— Problem requirements —
Every line in the data below from the one containing "Could you indicate the van license" down to the one containing "Could you indicate the black", both included, must be retyped exactly; no other line is to appear.

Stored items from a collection
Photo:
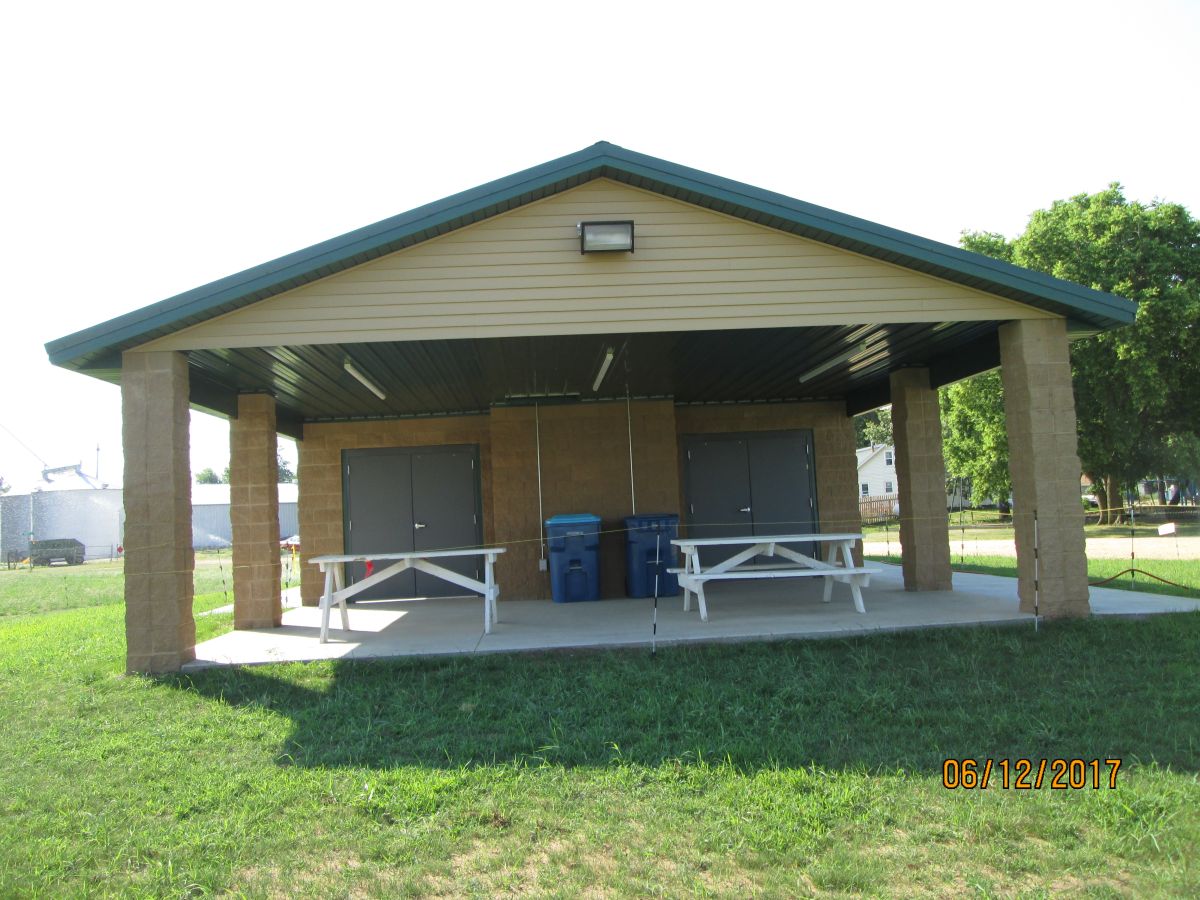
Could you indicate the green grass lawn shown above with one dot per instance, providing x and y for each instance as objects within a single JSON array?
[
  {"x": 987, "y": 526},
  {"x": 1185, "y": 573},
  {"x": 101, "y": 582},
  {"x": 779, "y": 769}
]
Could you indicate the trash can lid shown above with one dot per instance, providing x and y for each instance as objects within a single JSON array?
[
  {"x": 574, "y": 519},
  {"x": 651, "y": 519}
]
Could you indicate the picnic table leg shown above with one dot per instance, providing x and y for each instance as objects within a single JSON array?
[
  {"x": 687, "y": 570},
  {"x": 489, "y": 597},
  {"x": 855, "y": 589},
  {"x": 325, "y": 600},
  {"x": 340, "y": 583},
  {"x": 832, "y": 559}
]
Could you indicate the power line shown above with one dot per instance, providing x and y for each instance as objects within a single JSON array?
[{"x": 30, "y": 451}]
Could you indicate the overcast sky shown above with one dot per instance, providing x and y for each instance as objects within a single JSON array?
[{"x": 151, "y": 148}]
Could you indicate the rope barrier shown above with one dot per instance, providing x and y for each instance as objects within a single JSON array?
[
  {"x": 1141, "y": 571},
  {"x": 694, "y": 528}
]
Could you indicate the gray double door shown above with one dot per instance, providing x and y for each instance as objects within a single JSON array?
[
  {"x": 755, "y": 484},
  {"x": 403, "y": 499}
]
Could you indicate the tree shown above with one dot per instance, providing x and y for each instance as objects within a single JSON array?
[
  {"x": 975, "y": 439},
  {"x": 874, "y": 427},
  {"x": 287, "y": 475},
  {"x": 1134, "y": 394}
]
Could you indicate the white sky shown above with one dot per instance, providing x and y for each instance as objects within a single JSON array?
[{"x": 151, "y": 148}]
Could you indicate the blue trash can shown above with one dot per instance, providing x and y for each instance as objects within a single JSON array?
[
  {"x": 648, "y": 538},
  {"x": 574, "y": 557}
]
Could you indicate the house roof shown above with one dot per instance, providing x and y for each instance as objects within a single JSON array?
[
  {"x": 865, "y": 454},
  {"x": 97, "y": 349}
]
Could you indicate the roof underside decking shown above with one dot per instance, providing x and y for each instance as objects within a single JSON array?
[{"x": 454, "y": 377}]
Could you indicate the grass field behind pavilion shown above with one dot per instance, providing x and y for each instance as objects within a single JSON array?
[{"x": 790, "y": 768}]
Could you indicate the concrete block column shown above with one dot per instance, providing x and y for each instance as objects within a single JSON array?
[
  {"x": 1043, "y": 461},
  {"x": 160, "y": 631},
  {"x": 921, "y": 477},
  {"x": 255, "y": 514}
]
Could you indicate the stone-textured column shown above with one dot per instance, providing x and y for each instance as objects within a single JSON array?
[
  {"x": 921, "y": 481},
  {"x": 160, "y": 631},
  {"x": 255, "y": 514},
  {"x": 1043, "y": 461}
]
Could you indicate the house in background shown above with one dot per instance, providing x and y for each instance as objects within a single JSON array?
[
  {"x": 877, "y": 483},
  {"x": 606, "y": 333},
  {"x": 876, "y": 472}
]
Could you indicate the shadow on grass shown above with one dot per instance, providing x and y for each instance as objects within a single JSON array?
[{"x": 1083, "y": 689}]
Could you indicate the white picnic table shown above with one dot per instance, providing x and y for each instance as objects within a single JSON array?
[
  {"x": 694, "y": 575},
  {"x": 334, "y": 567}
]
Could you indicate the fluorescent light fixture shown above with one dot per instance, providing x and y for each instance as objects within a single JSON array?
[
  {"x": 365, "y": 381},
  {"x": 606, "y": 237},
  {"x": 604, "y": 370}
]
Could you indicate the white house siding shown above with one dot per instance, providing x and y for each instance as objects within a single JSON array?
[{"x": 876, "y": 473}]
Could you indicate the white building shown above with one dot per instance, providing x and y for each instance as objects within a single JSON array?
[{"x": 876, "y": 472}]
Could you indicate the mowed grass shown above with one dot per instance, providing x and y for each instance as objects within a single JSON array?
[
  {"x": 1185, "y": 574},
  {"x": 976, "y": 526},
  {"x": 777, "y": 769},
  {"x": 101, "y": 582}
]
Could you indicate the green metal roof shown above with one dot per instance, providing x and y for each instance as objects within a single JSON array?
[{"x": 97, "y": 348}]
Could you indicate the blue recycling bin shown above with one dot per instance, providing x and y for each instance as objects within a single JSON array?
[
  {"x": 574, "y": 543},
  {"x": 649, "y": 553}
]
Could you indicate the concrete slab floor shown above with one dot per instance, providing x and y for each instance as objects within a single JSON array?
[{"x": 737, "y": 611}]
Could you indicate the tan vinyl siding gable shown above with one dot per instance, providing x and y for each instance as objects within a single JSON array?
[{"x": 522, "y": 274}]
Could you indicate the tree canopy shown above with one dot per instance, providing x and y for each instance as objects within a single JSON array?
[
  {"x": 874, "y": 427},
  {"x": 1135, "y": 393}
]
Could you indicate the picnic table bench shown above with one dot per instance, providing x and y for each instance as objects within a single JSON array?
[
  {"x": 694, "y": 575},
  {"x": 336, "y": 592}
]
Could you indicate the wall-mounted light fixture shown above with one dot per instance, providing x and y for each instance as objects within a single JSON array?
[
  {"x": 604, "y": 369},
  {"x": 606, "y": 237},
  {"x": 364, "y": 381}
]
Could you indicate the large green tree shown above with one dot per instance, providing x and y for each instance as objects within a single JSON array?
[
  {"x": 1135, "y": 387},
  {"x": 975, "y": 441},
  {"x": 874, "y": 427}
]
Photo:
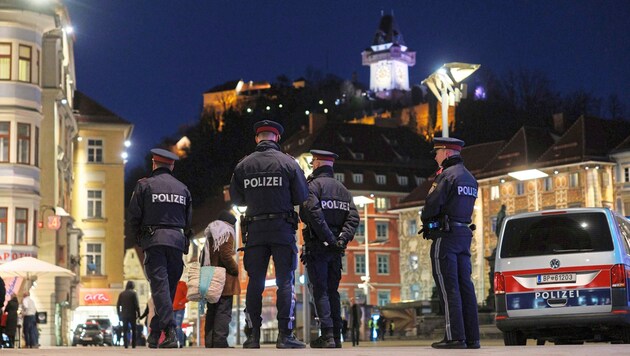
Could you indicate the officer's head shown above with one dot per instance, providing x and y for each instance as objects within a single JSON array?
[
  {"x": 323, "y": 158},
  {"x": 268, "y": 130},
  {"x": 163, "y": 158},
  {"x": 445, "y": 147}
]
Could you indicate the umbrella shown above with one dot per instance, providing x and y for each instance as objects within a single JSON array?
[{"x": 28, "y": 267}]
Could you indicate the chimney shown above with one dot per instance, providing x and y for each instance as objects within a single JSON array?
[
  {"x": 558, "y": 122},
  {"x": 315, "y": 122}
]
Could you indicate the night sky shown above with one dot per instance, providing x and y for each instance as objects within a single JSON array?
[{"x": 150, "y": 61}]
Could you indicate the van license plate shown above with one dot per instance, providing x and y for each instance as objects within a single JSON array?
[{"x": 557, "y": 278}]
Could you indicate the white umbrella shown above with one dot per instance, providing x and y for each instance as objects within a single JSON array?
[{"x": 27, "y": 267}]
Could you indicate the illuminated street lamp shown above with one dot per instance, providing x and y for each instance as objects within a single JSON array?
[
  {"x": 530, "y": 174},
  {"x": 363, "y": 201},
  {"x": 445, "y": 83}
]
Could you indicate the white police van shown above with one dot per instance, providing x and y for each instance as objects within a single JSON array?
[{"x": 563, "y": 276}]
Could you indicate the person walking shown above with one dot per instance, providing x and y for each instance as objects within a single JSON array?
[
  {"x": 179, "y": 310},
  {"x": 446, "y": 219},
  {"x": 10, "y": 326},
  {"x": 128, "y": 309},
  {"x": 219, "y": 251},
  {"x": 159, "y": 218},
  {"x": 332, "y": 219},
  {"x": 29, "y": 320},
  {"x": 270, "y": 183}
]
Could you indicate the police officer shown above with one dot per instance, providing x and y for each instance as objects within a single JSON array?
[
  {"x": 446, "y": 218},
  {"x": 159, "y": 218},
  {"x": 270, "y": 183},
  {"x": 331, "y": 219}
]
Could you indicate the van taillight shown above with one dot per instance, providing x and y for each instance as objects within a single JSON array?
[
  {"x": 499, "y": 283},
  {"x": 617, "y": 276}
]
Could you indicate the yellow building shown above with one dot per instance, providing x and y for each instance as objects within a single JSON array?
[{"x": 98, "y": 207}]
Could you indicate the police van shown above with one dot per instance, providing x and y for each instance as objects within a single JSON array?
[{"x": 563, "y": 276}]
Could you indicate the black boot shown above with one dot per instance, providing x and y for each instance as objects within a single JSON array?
---
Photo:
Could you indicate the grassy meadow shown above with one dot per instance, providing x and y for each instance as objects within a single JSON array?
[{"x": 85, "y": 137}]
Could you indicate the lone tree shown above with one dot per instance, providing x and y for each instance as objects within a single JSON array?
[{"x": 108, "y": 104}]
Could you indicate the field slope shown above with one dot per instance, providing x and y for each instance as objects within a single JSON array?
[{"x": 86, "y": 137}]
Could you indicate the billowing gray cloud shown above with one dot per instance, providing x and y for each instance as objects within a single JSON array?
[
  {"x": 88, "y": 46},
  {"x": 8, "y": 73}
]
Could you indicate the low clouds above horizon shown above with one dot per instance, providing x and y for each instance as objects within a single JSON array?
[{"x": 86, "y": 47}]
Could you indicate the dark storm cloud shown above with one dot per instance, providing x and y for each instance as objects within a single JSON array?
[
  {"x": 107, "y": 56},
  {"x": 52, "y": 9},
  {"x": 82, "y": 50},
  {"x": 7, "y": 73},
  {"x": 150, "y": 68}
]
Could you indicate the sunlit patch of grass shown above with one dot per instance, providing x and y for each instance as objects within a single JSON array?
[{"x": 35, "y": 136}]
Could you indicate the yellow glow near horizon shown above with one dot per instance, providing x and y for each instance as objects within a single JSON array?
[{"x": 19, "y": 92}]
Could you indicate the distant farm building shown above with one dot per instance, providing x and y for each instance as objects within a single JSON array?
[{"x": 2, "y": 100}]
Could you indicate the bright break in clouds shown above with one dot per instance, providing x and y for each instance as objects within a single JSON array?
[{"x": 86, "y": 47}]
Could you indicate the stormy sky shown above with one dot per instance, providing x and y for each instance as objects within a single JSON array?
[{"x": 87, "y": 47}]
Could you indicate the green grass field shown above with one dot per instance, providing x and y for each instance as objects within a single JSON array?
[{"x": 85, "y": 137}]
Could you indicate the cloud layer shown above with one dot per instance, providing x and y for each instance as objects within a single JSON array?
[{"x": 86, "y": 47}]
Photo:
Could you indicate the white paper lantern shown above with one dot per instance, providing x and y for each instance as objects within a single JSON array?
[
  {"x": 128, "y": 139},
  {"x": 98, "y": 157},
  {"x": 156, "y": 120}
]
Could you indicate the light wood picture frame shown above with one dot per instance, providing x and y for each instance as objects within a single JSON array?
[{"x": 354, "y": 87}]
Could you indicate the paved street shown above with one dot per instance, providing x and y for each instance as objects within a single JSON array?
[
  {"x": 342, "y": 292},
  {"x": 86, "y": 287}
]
* * *
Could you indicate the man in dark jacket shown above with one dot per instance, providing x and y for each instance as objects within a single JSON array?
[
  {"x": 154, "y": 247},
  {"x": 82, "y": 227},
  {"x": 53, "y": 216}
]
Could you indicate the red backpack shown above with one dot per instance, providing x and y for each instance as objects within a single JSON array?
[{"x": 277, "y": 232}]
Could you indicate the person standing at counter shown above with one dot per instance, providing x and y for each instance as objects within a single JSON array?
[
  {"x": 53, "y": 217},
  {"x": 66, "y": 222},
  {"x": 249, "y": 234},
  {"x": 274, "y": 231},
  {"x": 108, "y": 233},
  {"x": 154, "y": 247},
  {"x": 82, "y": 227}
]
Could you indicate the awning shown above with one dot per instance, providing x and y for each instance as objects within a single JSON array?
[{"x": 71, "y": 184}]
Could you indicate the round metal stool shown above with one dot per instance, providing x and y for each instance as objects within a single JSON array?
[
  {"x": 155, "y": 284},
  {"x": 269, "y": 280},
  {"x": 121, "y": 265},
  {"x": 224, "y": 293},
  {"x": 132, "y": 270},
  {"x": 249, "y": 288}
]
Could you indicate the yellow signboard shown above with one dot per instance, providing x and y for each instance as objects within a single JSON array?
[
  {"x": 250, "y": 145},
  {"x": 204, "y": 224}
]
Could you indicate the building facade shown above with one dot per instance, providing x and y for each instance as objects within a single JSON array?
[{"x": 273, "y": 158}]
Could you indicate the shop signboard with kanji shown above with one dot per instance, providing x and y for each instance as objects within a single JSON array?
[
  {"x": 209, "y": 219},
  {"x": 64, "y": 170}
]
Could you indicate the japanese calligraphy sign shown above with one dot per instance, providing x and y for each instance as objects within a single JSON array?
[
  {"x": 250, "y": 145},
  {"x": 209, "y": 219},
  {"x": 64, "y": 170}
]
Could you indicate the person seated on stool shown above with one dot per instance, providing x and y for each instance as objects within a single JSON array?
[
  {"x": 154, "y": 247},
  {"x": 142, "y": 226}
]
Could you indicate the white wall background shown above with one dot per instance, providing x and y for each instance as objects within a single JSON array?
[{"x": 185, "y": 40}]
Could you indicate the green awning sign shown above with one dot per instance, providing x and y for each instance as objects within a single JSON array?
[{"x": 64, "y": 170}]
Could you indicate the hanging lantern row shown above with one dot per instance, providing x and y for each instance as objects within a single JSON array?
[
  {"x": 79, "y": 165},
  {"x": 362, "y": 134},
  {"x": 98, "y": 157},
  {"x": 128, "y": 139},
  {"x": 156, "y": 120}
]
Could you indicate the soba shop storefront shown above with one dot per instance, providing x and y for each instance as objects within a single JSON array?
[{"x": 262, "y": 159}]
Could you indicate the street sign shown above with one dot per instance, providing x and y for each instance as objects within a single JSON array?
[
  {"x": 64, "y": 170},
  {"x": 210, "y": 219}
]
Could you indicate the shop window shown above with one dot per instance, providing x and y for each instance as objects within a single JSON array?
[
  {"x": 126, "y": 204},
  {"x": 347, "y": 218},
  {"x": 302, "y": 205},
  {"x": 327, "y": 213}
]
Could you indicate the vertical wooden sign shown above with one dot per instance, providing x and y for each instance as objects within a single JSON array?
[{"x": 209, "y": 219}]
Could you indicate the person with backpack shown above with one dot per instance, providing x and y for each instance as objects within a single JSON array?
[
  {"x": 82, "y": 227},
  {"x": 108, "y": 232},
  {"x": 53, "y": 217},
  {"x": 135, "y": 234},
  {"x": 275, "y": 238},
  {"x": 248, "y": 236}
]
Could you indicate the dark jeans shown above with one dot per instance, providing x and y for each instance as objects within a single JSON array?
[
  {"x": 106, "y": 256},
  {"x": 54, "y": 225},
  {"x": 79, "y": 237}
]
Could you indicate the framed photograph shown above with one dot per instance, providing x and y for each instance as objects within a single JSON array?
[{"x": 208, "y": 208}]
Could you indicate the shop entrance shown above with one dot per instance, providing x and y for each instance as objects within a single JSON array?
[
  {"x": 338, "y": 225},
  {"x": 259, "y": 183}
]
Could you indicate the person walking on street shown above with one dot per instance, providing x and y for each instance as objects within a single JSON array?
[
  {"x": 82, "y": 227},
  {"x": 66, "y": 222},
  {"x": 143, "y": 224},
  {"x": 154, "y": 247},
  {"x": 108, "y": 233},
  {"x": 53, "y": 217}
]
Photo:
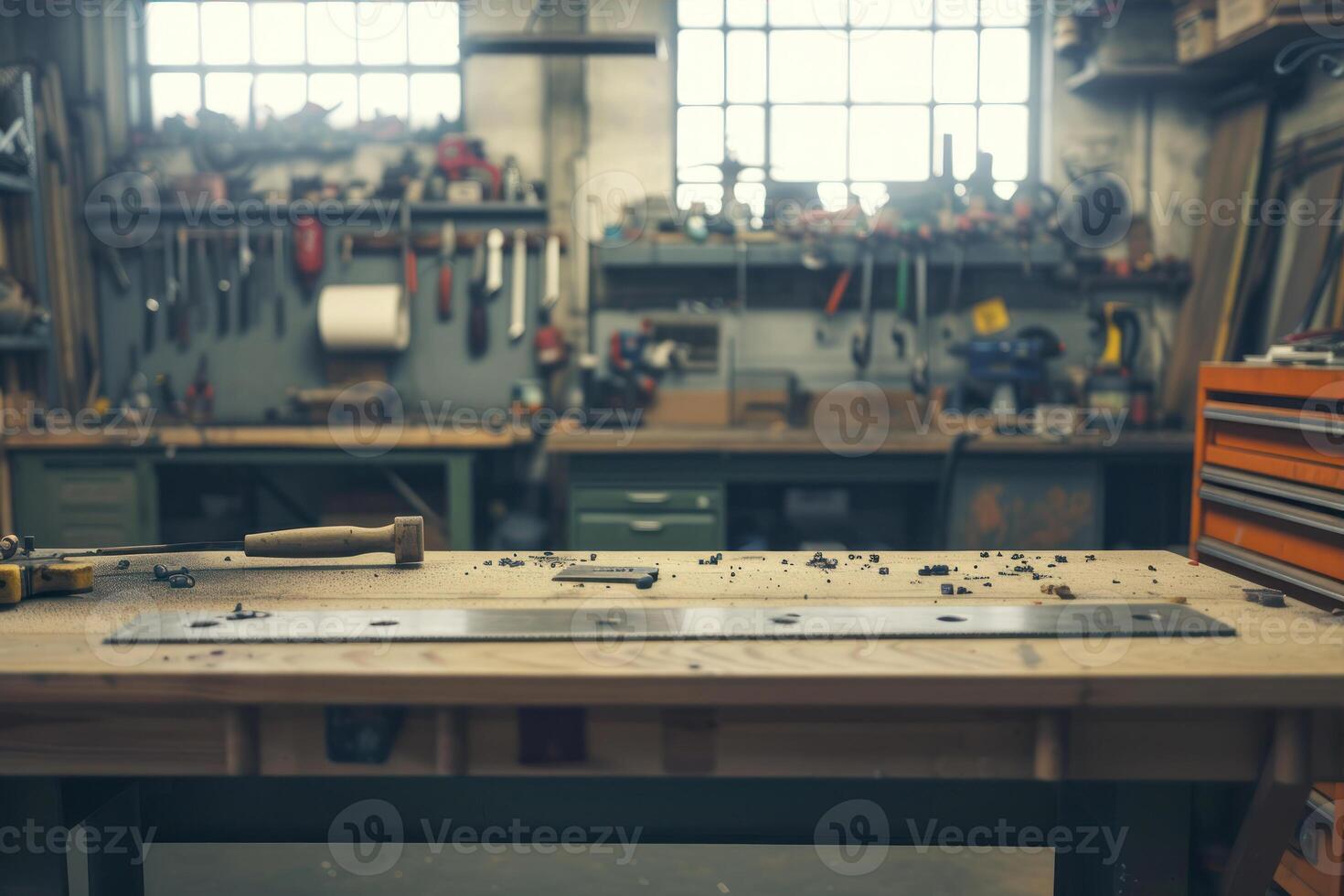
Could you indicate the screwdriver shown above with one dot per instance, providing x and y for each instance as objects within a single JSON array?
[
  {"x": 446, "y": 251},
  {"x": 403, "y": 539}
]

— Task output —
Could you indicate the van license plate shown above with one dot per instance, providing x and y for each instance as objects within a single JSON array?
[{"x": 557, "y": 278}]
Could you indicate the white umbrella shown above with one dot per instance, providing x and y for each instance as objects within a single JSON array?
[{"x": 27, "y": 267}]
Could you indicate the illuminated street lamp shown above with one dot per instance, providing x and y for each instance as objects within a single JSON array?
[
  {"x": 530, "y": 174},
  {"x": 363, "y": 201},
  {"x": 445, "y": 83}
]
Could you indicate the white police van shown above with one dot per instance, providing x and y for each instance as objects within a single JSON array?
[{"x": 563, "y": 276}]
Could you indicate the person walking shown above with one dot per instance, providing x and y for each instance as objects within a single JSON array?
[
  {"x": 179, "y": 310},
  {"x": 446, "y": 219},
  {"x": 10, "y": 326},
  {"x": 128, "y": 309},
  {"x": 219, "y": 251},
  {"x": 159, "y": 218},
  {"x": 332, "y": 219},
  {"x": 29, "y": 320},
  {"x": 270, "y": 183}
]
Could you indicate the police officer shown above with one dot per instance, providing x and y for each instance as objects within a single JSON array?
[
  {"x": 446, "y": 218},
  {"x": 159, "y": 218},
  {"x": 270, "y": 183},
  {"x": 331, "y": 219}
]
Could you indicate the van taillight shown above with one dot per instance, providing x and y for each instance as objects within a single JSON array?
[
  {"x": 499, "y": 283},
  {"x": 617, "y": 276}
]
Could you indicate the yellow building shown above with one dot per instance, providing x and y for each instance as objects within a single JSON array?
[{"x": 98, "y": 207}]
Could you indicate the police van shown above with one dot per instance, providing x and y for each instance as objects within a single JSON array?
[{"x": 563, "y": 276}]
Could you indicate the black boot shown above with one dot per instance, providing x and y for each instance as objects within a single JSON array?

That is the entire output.